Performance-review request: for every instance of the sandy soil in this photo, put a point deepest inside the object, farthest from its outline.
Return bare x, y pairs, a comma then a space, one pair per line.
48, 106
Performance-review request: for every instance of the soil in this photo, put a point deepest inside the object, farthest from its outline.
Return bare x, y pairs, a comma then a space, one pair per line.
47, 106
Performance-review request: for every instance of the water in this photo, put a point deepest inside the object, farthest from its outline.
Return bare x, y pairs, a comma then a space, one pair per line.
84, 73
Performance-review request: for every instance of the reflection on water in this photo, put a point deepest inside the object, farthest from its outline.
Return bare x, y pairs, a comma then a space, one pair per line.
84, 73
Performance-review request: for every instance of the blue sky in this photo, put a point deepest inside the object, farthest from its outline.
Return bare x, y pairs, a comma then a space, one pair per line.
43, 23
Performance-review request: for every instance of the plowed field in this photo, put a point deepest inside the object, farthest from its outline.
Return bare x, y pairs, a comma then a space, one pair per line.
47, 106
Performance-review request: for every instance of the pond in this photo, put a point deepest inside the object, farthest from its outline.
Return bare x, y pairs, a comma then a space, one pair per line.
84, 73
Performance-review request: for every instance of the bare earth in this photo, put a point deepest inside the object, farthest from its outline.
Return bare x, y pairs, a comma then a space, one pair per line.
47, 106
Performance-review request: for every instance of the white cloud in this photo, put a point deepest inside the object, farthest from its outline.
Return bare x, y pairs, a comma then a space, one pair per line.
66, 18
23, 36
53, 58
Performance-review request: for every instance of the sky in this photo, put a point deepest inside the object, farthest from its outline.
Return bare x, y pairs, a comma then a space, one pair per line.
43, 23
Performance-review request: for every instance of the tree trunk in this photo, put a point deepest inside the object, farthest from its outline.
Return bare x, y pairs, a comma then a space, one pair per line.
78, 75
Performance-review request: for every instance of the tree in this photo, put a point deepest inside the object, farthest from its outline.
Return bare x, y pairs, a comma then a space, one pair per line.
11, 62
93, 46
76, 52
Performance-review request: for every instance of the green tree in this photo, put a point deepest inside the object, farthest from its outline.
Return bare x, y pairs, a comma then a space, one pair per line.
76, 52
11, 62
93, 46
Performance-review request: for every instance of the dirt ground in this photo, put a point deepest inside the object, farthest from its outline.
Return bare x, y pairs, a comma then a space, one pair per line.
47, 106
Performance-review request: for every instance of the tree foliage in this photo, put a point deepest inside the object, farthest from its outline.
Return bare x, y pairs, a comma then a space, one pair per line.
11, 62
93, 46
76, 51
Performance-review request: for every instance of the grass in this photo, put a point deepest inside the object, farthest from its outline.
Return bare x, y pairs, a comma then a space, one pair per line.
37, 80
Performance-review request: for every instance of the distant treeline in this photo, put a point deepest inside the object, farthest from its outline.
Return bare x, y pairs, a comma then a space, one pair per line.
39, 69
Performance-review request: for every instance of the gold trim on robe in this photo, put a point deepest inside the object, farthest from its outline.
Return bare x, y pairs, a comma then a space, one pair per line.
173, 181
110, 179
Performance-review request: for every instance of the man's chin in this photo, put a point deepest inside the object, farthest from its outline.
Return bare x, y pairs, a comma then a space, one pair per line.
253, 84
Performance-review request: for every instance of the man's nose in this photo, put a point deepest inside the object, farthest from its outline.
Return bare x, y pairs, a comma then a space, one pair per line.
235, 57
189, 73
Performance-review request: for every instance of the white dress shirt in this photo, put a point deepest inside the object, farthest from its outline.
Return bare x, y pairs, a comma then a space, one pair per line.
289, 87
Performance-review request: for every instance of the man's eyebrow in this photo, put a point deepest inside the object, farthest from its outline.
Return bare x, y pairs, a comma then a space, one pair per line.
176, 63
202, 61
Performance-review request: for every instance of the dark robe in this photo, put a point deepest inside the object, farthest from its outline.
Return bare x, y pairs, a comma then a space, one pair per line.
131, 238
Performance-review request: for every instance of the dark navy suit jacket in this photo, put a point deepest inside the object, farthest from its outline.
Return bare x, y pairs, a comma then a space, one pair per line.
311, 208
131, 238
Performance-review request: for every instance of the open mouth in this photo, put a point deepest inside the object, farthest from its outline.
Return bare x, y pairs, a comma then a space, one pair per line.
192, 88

______________________________

• Written request: Your task is to output the full set of records exactly as presented.

• Finished answer:
Performance-review request: for every instance of the sandy soil in this photo, put a point deepest inside the object, farthest from its outline.
Return bare x, y pairs, a comma then a space, one pair per line.
48, 106
Performance-review request: for every instance of the soil in this photo, put a point deepest inside the object, farthest from its outline.
Return bare x, y pairs, a comma then a space, one pair per line.
47, 106
Performance-review request: for every instance of the water in this photo, put a point deepest inside the object, farthest from its outline.
Return bare x, y pairs, a comma then a space, one pair per line.
84, 73
Performance-review request: for every instance of the reflection on water in this photo, put a point deepest inside the object, farthest from its outline.
Return bare x, y pairs, a comma then a space, one pair per line.
84, 73
Performance-review request: for every instance of the blue sky in this photo, put a point deepest inside the object, farthest from its outline.
Return bare x, y pairs, a comma then a space, one pair per line.
43, 23
Performance-review request: for every instance of the plowed field in this photo, put a point deepest inside the object, farthest from its outline.
Return bare x, y pairs, a comma then a space, one pair per line.
47, 106
Performance-review request: for every instance of the pond in this photo, put a point deepest inside the object, farthest from its outline.
Return bare x, y pairs, a comma then a space, one pair per line.
84, 73
Performance-review request: for every instance of the bare earth in this photo, put a point deepest inside the object, farthest from its outline.
Return bare x, y pairs, a comma then a space, one pair per line.
47, 106
Performance-review request: for every instance of the white cloud in this photo, put a point deepest inside the object, farthest from its outline.
Return bare x, y pairs, a comma then a space, one pair per line.
66, 18
23, 36
53, 58
Performance-review request: for every instance of the sky in this photo, put a point deepest inside the object, farthest from its outline.
Return bare x, y pairs, a comma then a space, one pair per line.
43, 23
Performance-review request: for every instance of the tree trunk in this photo, put a point deepest inside the object, farthest from its outline.
Return bare x, y pairs, a comma then a space, one pair per line.
78, 75
Performance-review request: for every instance of the tree in this photo, put a point deepest inside the object, farthest from its outline.
Return bare x, y pairs, a comma then a space, one pair per line.
11, 62
93, 46
76, 52
Performance-review request: for every instance of the green tree in this photo, put a point deepest inside the object, farthest from its outline.
Return bare x, y pairs, a comma then a space, one pair per line.
76, 52
11, 62
93, 46
Performance-review request: for every instance of the dirt ground in this photo, put a point deepest inside the object, farthest from its outline.
Return bare x, y pairs, a comma then a space, one pair per line.
47, 106
Performance-review request: for every instance of the tree foliage in this photo, put a point deepest inside the object, farthest from its outline.
Return bare x, y pairs, a comma then a space, one pair per line.
11, 62
93, 46
76, 51
Performance-review request: for every instance of the grass in this photo, put a point deepest inside the object, farthest from its outline.
Return bare x, y pairs, a comma then a space, one pair per line.
37, 80
Performance-review request: for every instance of the distant treeline in this photo, put a point deepest inside the object, farthest from its outline.
Return bare x, y pairs, a comma then a space, one pair per line.
39, 69
Performance-review request: for every instance of the gold trim on robe in this photo, put a point deepest inside the object, farthest from its outline.
Return bare x, y pairs, a comma then a space, one pair per line.
173, 181
110, 179
Performance-review request: for every instance of the man's chin in this photo, put a point deepest inside the object, farthest from its outline.
Return bare x, y pairs, a comma then a space, one pair per line.
253, 84
Performance-review request: for every instance of the man's nose in this photo, put a point deepest inside the object, farthest from its outline.
Return bare x, y pairs, a comma then a space, one pair per line.
235, 57
189, 73
Performance-review request: for every instance of the white dress shirt in this photo, put a point deepest inside the object, farthest from its outline.
Return bare x, y pairs, a comma then a space, one pair per line.
289, 87
Performance-review request: for every instance of the man's eyebrow in this photo, put a point deepest inside the object, farthest from its outline.
Return bare x, y pairs, a comma then a space, one pair per line.
176, 63
202, 61
Performance-review request: for every instance of the dark robe in this photo, put a point deepest inside the object, farthest from its outline.
Return bare x, y pairs, a comma then a space, one pair per line.
131, 238
Performance-review request: for every instance of the dark navy suit jacket in this photo, put a point deepest inside the object, farthest from its outline.
Return bare x, y pairs, a comma then a space, one pair per line.
311, 208
131, 238
Performance-review request: for every instance of the open mouth in this photo, put a point deepest inside the object, farthest from its outline.
Return bare x, y pairs, a comma then a space, one pair per line.
192, 88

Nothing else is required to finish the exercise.